DOCUMENT SEGMENT:
□ □ □
Not even a 20 percent rebound off the December low is changing David Stockman's bearish prognosis for the stock market.
Stockman, who served as President Ronald Reagan's director of Office of Management and Budget, suggests fundamentals are not driving the 2019 rally.
"This is just day traders, chart monkeys, robo machines. This has nothing to do with rationality or investment analysis on any reasonable time basis," Stockman said Tuesday on CNBC's "Futures Now." "There's no Trump boom. We're near the end of this cycle. Recessions haven't been outlawed. It will happen in the next year or two."
It's a subject that's in his new book, "Peak Trump: The Undrainable Swamp and The Fantasy of MAGA."
"We hit peak Trump and peak market at 2,940 on the S&P back in September. I think that's the peak for a long time to come, and I think Trump foolishly embraced the stock market," Stockman added.
He sees the S&P 500 plunging to 1,600 or lower — a more than 40 percent drop from current levels.
For years, Stockman has been warning investors a sell-off of that magnitude is inevitable. Two years ago, he predicted a "horrendous storm" would hit stocks. It never happened. Last year, he called it a "daredevil market."
Yet, he's unwavering in his bearish case.
"We've got headwinds coming from all over the world, and you can see it in the export data, in the European economy, in the big troubles going on in China, [and] you can see it in our own data, which has been really weak," said Stockman.
He also emphasizes the record budget deficit as an unnerving headwind.
"It is a huge risk. I mean it's actually crazy time that this market and Washington, both ends of the Acela corridor, are totally ignoring," Stockman said. "We're going to go into a fiscal crisis in the 2020s when the entire baby boomers are retiring and Social Security and Medicare are soaring that we won't come out of. That's the big elephant in the room."
According to Stockman, President Donald Trump's budget released this week reinforces and underscores how bad the deficit has gotten.
"We should be having almost no deficit at the top of a business cycle," Stockman said. "We have a serious problem of unhinged central banking, and we have a Washington that has totally been euthanized by cheap yields on the debt. And, they pretend you can borrow $4 trillion at the top of a business cycle and live to tell about it."
He contends a resolution to the U.S.-China trade war wouldn't alter his negative view.
"The idea that somehow there is going to be a China deal and that will make everything better, I think, is laughable," Stockman said.
Asked about Stockman's comments, White House deputy press secretary Lindsay Walters said via email: "Due to the President's pro growth policies the economy is booming. More people are employed today than previously were and more jobs are remaining on our shores. The President's budget calls for economic policies that drive down the deficit and continue to bring prosperity to all Americans."
□ □ □
EXERCISE OBJECTIVE:
For the article on David Stockman's market outlook, decide whether each statement agrees with it: (a) Stockman places the market's peak at 2,940 on the S&P in September; (b) Stockman believes a U.S.-China trade deal would change his negative view; (c) the "horrendous storm" Stockman predicted two years ago hit stocks. Answer yes or no for each and quote the deciding words. Rely only on the text itself for your answer.

DATA:
□ □ □
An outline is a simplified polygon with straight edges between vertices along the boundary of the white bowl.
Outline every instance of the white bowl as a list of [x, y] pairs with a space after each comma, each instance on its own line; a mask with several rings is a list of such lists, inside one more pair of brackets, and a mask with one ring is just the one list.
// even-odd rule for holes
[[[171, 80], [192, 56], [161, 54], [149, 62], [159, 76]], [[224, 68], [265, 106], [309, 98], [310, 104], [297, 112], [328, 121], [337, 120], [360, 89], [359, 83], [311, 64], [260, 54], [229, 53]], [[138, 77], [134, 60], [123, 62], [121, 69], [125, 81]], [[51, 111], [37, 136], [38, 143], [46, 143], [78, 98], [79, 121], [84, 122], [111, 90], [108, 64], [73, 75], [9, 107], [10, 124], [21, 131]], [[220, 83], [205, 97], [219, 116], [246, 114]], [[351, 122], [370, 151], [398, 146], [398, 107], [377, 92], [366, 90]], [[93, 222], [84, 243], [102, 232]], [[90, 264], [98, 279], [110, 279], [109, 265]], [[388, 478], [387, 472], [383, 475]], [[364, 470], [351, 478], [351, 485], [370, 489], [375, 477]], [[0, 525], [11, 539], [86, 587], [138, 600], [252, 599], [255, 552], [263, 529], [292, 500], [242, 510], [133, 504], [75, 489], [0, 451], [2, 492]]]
□ □ □
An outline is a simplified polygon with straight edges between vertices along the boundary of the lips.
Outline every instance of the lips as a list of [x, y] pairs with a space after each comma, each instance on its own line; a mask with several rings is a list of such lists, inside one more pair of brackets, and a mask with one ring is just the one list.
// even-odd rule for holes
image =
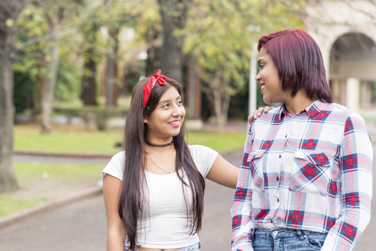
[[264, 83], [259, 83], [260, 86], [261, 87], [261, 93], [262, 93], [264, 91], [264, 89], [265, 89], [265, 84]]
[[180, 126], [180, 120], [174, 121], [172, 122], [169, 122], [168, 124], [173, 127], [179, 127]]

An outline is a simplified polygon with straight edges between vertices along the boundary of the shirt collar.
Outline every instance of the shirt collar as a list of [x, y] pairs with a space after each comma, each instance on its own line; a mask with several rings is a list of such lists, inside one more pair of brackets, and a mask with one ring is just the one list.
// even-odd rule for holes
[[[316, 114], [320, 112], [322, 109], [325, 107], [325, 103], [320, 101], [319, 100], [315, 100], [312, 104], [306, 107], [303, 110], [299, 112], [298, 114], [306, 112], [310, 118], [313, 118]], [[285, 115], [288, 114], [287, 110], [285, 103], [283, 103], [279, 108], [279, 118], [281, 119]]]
□ □ □
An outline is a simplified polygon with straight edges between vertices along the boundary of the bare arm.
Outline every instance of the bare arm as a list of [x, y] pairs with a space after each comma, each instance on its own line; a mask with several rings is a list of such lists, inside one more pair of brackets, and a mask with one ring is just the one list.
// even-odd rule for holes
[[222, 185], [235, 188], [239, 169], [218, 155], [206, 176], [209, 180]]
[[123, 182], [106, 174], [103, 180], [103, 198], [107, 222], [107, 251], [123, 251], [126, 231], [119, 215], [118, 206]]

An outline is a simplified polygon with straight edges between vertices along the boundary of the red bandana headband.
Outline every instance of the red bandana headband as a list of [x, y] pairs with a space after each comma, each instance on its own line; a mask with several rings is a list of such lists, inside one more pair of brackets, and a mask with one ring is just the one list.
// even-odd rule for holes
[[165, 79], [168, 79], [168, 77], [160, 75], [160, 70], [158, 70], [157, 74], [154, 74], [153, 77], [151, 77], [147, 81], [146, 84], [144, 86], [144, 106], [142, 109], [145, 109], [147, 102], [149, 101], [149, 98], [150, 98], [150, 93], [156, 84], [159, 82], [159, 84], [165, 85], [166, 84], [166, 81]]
□ □ □
YOUR SOLUTION:
(a) Yes: "We hit peak Trump and peak market at 2,940 on the S&P back in September."
(b) No: "He contends a resolution to the U.S.-China trade war wouldn't alter his negative view."
(c) No: "It never happened."